Written problem A: Reproduce the 401(k) article between "1. Adopt a Written" and "out that article.", inclusive, swapping "outsource" for "delegate".

Excerpt to read:
5 Tips for Starting a 401(k) Program | Fora Financial Blog
5 Tips for Starting a 401(k) Program for Your Business's Employees
November 05, 2018

5 Tips for Starting a 401(k) Program for Your Business's Employees

Although starting a 401(k) program may seem costly and complicated, it can actually save your company money in the long run.

By providing the benefit of retirement savings, you can position your business to attract top talent and gain valuable tax benefits. Plus, once the 401(k) program is set up, you can rely on trusted advisers and administrators to handle most of the ongoing maintenance.

Still, starting the program off correctly is critical, and you’ll need to educate yourself so you can determine the best strategy from the beginning. In this post, we’ll help you do that by offering five tips for starting your business’s 401(k) program.

How to Start a 401(k) Program for Your Small Business

1. Understand Your Options

The IRS outlines three types of 401(k) plans; the traditional, safe harbor, and SIMPLE 401(k) plans. You should familiarize yourself with each one of these options, so you can select the format that best fits your business needs.

The plans differ in terms of eligibility and how and when you, as the employer, make contributions to your employees’ plans. For example, while a traditional 401(k) gives employers discretion over their contributions, a SIMPLE plan has stricter requirements. Plus, you can only start a SIMPLE plan if you have 100 or fewer employees.

In addition, the complexity of maintaining a compliant 401(k) plan depends on which type you choose. As you can see, there’s a lot to evaluate so you should consider consulting a retirement plan professional before making any decisions.

2. Consider Outsourcing Part or All of Your Plan Administration

 Speaking of consulting a retirement plan professional, you’ll likely benefit from outsourcing at least a portion of your 401(k) plan. There are four steps you should take to set up and maintain a 401(k) plan:

  1. Adopt a Written Plan
  2. Set Up a Trust for Your Plan’s Investments
  3. Maintain Records to Track Participant’s Accounts
  4. Keep Plan Participants Informed

You can outsource each one of these tasks to a qualified professional. However, you should note that even when you outsource certain tasks, you may still be liable for the investment decisions that the people you hire make. So, choose this partner carefully.

4. Understand Your Liabilities

 Liability can be a tricky issue, but it’s important to understand. Employees who lose money and feel that you’re to blame might file expensive lawsuits. You can protect yourself, though, by understanding the different levels of fiduciary protections you may choose from. Certified Financial Planner, Michael Chamberlain, lays out the four types of fiduciary responsibility that you should be aware of, so we suggest checking out that article.

By understanding each of these distinctions, you can hire investment managers and plan administrators that reduce or eliminate your liability.

Written problem B: Identify each line of the listing below that contains the string "white" and copy those lines out. Case counts.

Exercise input:
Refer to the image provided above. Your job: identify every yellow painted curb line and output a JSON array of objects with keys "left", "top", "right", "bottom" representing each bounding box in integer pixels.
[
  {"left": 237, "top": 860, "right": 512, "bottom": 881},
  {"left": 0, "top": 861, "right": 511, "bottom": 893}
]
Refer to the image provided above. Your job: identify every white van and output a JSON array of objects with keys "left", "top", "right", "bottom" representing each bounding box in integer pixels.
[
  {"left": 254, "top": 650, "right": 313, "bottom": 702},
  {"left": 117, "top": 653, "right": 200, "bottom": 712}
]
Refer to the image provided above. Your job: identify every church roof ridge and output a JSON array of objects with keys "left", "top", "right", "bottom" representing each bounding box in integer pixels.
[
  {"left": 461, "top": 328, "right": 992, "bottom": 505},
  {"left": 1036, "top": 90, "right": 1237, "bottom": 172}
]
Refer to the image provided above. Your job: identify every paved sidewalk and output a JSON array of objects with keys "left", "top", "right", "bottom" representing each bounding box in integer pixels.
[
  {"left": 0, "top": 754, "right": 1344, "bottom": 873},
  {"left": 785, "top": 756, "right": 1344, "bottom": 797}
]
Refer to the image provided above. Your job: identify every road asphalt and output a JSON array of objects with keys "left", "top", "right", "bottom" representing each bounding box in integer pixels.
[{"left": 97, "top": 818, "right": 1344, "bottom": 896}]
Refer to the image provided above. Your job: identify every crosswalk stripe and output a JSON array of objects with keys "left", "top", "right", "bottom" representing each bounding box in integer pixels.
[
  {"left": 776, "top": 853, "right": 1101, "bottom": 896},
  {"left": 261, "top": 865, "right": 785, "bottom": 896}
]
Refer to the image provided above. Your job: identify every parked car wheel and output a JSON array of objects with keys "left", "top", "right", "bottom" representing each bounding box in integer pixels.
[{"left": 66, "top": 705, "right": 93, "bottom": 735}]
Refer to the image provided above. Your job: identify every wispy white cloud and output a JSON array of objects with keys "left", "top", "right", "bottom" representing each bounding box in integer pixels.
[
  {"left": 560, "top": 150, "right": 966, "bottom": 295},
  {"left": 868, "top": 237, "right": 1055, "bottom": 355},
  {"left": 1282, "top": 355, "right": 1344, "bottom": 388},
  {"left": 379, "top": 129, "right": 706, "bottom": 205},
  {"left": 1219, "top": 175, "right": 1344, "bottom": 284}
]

Exercise solution A:
1. Adopt a Written Plan
  2. Set Up a Trust for Your Plan’s Investments
  3. Maintain Records to Track Participant’s Accounts
  4. Keep Plan Participants Informed

You can delegate each one of these tasks to a qualified professional. However, you should note that even when you delegate certain tasks, you may still be liable for the investment decisions that the people you hire make. So, choose this partner carefully.

4. Understand Your Liabilities

 Liability can be a tricky issue, but it’s important to understand. Employees who lose money and feel that you’re to blame might file expensive lawsuits. You can protect yourself, though, by understanding the different levels of fiduciary protections you may choose from. Certified Financial Planner, Michael Chamberlain, lays out the four types of fiduciary responsibility that you should be aware of, so we suggest checking out that article.

Exercise solution B:
Refer to the image provided above. Your job: identify every white van and output a JSON array of objects with keys "left", "top", "right", "bottom" representing each bounding box in integer pixels.
Refer to the image provided above. Your job: identify every wispy white cloud and output a JSON array of objects with keys "left", "top", "right", "bottom" representing each bounding box in integer pixels.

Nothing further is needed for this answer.